In English history, landed gentry were the smaller landowners, and generally had no titles apart from Knighthoods and Baronetcies. Baronets are something of an exception, since they had hereditary titles but, not being members of the Peerage, were also considered of the gentry or lesser nobility. The landed gentry played an important role in the English Civil War of the seventeenth century. The term is still occasionally employed, for example, by the publishers of Burke's Landed Gentry, [1] though they explain that their continued use of that term is elastic and stems, in part, from the adoption of that short title for a series first entitled "Burke's Commoners" (as opposed to Burke's Peerage and Baronetage). The term county family is commonly deemed to be co-terminous with the terms gentry and landed gentry. See Walford's County Families and gentleman.

In some European countries such as Poland, a tenth of the population corresponded to the gentry; in Portugal the local gentry, the fidalgos, were also numerous.

The Chinese gentry has a specific meaning and refers to the shen-shi or the class of landowners that had passed the bureaucratic examinations. They rose to power during the Tang dynasty when meritocracy triumphed over the nine-rank system which favored the Chinese nobility. The gentry were retired scholar-officials and their descendents who lived in large landed estates due to Confucianism's affinity to agriculture and hostility to commerce.

In American society, gentry is sometimes taken to refer loosely to a highly educated professional upper-middle class, though this is inaccurate sociological terminology as this group usually lacks the aristocratic roots and values of true gentry. This inaccurate sense of the term is what is often perjoratively referred to in the use of the term gentrification, a term that would more accurately be called bourgeoisification. The Antebellum Southern planters were often younger sons of landed British families and continued the high culture of the British gentry in rural Virginia and in such cities as Charleston, South Carolina, where, in addition to tenant farmers and indentured servants, they also employed chattel slavery. In the north, the gentry included those offshoots of British gentry families that provided the leadership for the establishment of such cities as Boston, Massachusetts, and such institutions as Harvard and Yale Universities. Attitudes stemming from the phenomenon of this historic American gentry inform the current use of the term in U.S. society, and it is still loosely applied to people from old-monied and landed families in the U.S. The epitome of this type of family in the United States is the Bush family, which is highly educated, well connected, with a high degree of wealth, and arguably the most powerful family in the United States. They are directly descended from British Gentry and are even direct distant relations of many of the British Peerage.

Recorded data
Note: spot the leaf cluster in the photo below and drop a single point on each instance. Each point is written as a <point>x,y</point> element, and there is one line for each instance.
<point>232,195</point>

Exercise directions
Reproduce the part of the gentry text that opens with the words containing "The Chinese gentry" and closes with "hostility to commerce.", substituting "Song dynasty" for "Tang dynasty". The material has no connection to the text about the gentry.

Result
The Chinese gentry has a specific meaning and refers to the shen-shi or the class of landowners that had passed the bureaucratic examinations. They rose to power during the Song dynasty when meritocracy triumphed over the nine-rank system which favored the Chinese nobility. The gentry were retired scholar-officials and their descendents who lived in large landed estates due to Confucianism's affinity to agriculture and hostility to commerce.